Task prompt –
Update the passage about Manny Ramirez so that "the Monster" reads "the Green Monster". Start at "I was at Manny" and stop after "a mere mortal.".

Selected excerpt –
***
I was at Manny Ramirez’s first game at Fenway, when he drilled his first pitch for a home run over the Monster. I was there last year, in Game 2 of the ALDS, when he hit an absolute bomb over the left-field light towers to deliver the electrifying, walk-off win. And I was there for countless at-bats in between, aware that I was witnessing a Future Hall of Famer at work, aware that greatness was possible whenever he stepped up to the plate.

That’s over now. Now, the Red Sox have moved one of the smartest and most dangerous hitters in the game, a hardball god who, no matter what his other faults, always worked his ass off at hitting, for a hitter who, though younger and skilled, is of course a mere mortal.
***
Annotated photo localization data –
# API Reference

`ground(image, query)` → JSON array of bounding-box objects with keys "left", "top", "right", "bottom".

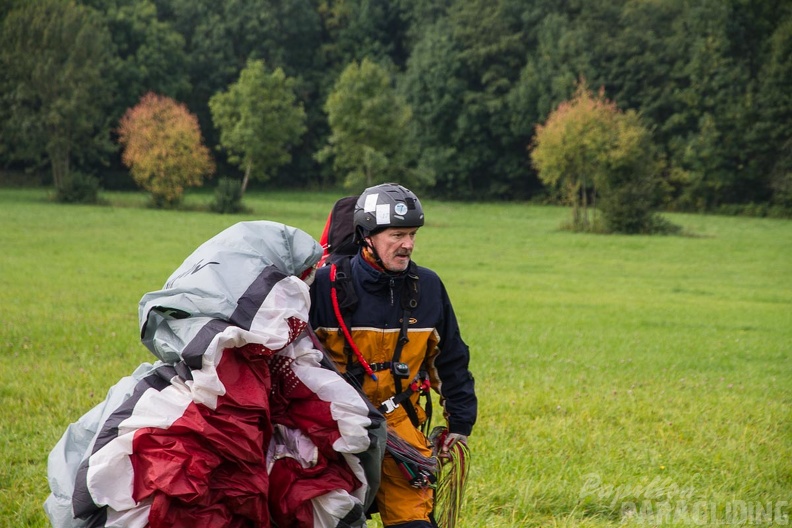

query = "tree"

[
  {"left": 317, "top": 59, "right": 412, "bottom": 188},
  {"left": 0, "top": 0, "right": 114, "bottom": 189},
  {"left": 531, "top": 83, "right": 666, "bottom": 233},
  {"left": 209, "top": 61, "right": 305, "bottom": 194},
  {"left": 118, "top": 92, "right": 214, "bottom": 207}
]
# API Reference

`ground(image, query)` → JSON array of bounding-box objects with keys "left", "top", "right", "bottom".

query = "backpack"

[{"left": 317, "top": 196, "right": 358, "bottom": 268}]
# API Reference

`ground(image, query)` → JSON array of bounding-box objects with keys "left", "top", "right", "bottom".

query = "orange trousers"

[{"left": 375, "top": 408, "right": 434, "bottom": 526}]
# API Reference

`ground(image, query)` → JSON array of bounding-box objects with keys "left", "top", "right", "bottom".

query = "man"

[{"left": 310, "top": 183, "right": 477, "bottom": 528}]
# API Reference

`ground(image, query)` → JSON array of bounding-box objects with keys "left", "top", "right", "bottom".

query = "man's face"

[{"left": 368, "top": 227, "right": 418, "bottom": 272}]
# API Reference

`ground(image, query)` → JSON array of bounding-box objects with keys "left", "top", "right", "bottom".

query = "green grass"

[{"left": 0, "top": 189, "right": 792, "bottom": 527}]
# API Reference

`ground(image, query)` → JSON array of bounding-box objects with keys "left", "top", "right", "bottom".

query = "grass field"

[{"left": 0, "top": 189, "right": 792, "bottom": 528}]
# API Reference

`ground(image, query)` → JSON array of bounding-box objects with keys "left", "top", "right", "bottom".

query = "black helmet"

[{"left": 354, "top": 183, "right": 424, "bottom": 240}]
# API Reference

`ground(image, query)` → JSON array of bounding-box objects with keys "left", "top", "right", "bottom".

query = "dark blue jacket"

[{"left": 310, "top": 254, "right": 477, "bottom": 435}]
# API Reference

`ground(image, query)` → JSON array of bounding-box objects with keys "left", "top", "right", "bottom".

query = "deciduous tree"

[
  {"left": 531, "top": 83, "right": 668, "bottom": 233},
  {"left": 209, "top": 61, "right": 305, "bottom": 194},
  {"left": 317, "top": 59, "right": 412, "bottom": 188},
  {"left": 0, "top": 0, "right": 114, "bottom": 189},
  {"left": 118, "top": 92, "right": 214, "bottom": 207}
]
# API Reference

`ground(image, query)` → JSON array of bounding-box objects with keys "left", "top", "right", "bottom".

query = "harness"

[{"left": 330, "top": 257, "right": 432, "bottom": 430}]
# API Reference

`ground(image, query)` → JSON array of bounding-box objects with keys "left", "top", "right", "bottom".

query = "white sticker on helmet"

[
  {"left": 377, "top": 204, "right": 390, "bottom": 225},
  {"left": 363, "top": 193, "right": 379, "bottom": 213}
]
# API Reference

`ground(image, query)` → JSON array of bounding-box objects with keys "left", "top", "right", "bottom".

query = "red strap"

[{"left": 330, "top": 264, "right": 377, "bottom": 381}]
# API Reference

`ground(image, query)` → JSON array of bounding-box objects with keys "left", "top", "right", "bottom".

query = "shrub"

[
  {"left": 55, "top": 171, "right": 99, "bottom": 204},
  {"left": 210, "top": 178, "right": 245, "bottom": 214}
]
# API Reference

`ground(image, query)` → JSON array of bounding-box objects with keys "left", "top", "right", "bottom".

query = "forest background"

[{"left": 0, "top": 0, "right": 792, "bottom": 216}]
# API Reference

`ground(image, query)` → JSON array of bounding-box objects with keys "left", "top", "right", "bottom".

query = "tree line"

[{"left": 0, "top": 0, "right": 792, "bottom": 214}]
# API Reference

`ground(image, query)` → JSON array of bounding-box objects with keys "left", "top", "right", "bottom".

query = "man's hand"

[{"left": 440, "top": 433, "right": 467, "bottom": 456}]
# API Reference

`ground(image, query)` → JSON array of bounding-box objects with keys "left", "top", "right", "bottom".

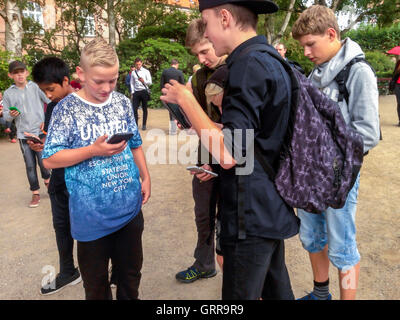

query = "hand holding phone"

[
  {"left": 25, "top": 134, "right": 43, "bottom": 144},
  {"left": 186, "top": 166, "right": 218, "bottom": 177},
  {"left": 9, "top": 107, "right": 21, "bottom": 113},
  {"left": 107, "top": 132, "right": 133, "bottom": 144}
]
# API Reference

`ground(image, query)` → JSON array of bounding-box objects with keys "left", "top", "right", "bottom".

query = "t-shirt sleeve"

[
  {"left": 123, "top": 98, "right": 142, "bottom": 149},
  {"left": 43, "top": 102, "right": 57, "bottom": 132},
  {"left": 42, "top": 102, "right": 74, "bottom": 159}
]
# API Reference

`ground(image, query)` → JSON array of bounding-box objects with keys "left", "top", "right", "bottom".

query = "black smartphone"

[
  {"left": 162, "top": 101, "right": 192, "bottom": 129},
  {"left": 25, "top": 136, "right": 43, "bottom": 144},
  {"left": 186, "top": 166, "right": 218, "bottom": 177},
  {"left": 107, "top": 132, "right": 133, "bottom": 144}
]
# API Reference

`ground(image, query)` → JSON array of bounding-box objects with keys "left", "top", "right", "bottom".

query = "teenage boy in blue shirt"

[
  {"left": 292, "top": 5, "right": 380, "bottom": 300},
  {"left": 43, "top": 39, "right": 150, "bottom": 300}
]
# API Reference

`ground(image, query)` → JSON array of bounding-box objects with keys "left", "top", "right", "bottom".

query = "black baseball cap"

[
  {"left": 8, "top": 60, "right": 26, "bottom": 73},
  {"left": 199, "top": 0, "right": 279, "bottom": 14}
]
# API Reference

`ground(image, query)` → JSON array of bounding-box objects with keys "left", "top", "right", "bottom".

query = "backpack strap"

[{"left": 335, "top": 57, "right": 376, "bottom": 104}]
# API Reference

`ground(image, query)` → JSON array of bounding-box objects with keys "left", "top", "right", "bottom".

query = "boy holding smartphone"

[
  {"left": 27, "top": 57, "right": 82, "bottom": 295},
  {"left": 3, "top": 61, "right": 50, "bottom": 208},
  {"left": 43, "top": 39, "right": 150, "bottom": 300}
]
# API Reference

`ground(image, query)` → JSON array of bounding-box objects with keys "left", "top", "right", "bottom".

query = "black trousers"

[
  {"left": 132, "top": 90, "right": 149, "bottom": 126},
  {"left": 78, "top": 211, "right": 144, "bottom": 300},
  {"left": 49, "top": 189, "right": 75, "bottom": 276},
  {"left": 192, "top": 176, "right": 216, "bottom": 271},
  {"left": 394, "top": 83, "right": 400, "bottom": 124},
  {"left": 221, "top": 237, "right": 294, "bottom": 300}
]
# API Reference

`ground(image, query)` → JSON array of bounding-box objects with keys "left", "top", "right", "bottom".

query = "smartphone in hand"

[
  {"left": 186, "top": 166, "right": 218, "bottom": 177},
  {"left": 107, "top": 132, "right": 133, "bottom": 144},
  {"left": 9, "top": 107, "right": 21, "bottom": 113},
  {"left": 25, "top": 135, "right": 43, "bottom": 144}
]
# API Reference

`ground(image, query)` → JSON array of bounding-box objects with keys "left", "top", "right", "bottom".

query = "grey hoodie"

[
  {"left": 309, "top": 38, "right": 380, "bottom": 152},
  {"left": 3, "top": 81, "right": 51, "bottom": 139}
]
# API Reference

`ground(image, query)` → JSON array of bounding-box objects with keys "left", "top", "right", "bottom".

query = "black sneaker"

[
  {"left": 40, "top": 268, "right": 82, "bottom": 296},
  {"left": 175, "top": 266, "right": 217, "bottom": 283}
]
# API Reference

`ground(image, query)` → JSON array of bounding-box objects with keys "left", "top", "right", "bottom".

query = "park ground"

[{"left": 0, "top": 95, "right": 400, "bottom": 300}]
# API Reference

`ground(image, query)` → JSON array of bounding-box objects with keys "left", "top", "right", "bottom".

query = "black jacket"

[{"left": 219, "top": 36, "right": 300, "bottom": 243}]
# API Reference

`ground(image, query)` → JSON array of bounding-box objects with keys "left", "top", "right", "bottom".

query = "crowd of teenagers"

[{"left": 3, "top": 0, "right": 380, "bottom": 300}]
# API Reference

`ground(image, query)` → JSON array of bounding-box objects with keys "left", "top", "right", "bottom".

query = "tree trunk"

[
  {"left": 5, "top": 0, "right": 24, "bottom": 57},
  {"left": 107, "top": 0, "right": 116, "bottom": 48}
]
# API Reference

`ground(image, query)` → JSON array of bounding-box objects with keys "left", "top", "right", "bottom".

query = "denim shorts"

[{"left": 297, "top": 175, "right": 360, "bottom": 271}]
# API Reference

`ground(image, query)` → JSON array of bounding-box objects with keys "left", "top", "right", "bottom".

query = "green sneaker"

[{"left": 175, "top": 266, "right": 217, "bottom": 283}]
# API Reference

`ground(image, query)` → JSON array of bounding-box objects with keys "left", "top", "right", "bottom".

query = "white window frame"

[
  {"left": 81, "top": 10, "right": 96, "bottom": 37},
  {"left": 22, "top": 1, "right": 44, "bottom": 34}
]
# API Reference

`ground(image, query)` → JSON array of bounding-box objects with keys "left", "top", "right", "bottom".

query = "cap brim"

[
  {"left": 10, "top": 66, "right": 26, "bottom": 73},
  {"left": 239, "top": 1, "right": 279, "bottom": 14}
]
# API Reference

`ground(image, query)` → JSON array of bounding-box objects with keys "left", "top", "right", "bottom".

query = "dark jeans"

[
  {"left": 132, "top": 90, "right": 149, "bottom": 126},
  {"left": 49, "top": 189, "right": 75, "bottom": 276},
  {"left": 78, "top": 211, "right": 144, "bottom": 300},
  {"left": 221, "top": 237, "right": 294, "bottom": 300},
  {"left": 394, "top": 83, "right": 400, "bottom": 124},
  {"left": 19, "top": 139, "right": 50, "bottom": 191},
  {"left": 192, "top": 176, "right": 215, "bottom": 271}
]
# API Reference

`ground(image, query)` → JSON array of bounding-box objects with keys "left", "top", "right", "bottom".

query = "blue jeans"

[
  {"left": 297, "top": 175, "right": 360, "bottom": 271},
  {"left": 19, "top": 139, "right": 50, "bottom": 191}
]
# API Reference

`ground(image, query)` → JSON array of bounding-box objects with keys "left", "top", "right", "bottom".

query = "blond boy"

[
  {"left": 292, "top": 5, "right": 379, "bottom": 300},
  {"left": 43, "top": 39, "right": 150, "bottom": 299}
]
***
Exercise result –
I was at Manny Ramirez’s first game at Fenway, when he drilled his first pitch for a home run over the Green Monster. I was there last year, in Game 2 of the ALDS, when he hit an absolute bomb over the left-field light towers to deliver the electrifying, walk-off win. And I was there for countless at-bats in between, aware that I was witnessing a Future Hall of Famer at work, aware that greatness was possible whenever he stepped up to the plate.

That’s over now. Now, the Red Sox have moved one of the smartest and most dangerous hitters in the game, a hardball god who, no matter what his other faults, always worked his ass off at hitting, for a hitter who, though younger and skilled, is of course a mere mortal.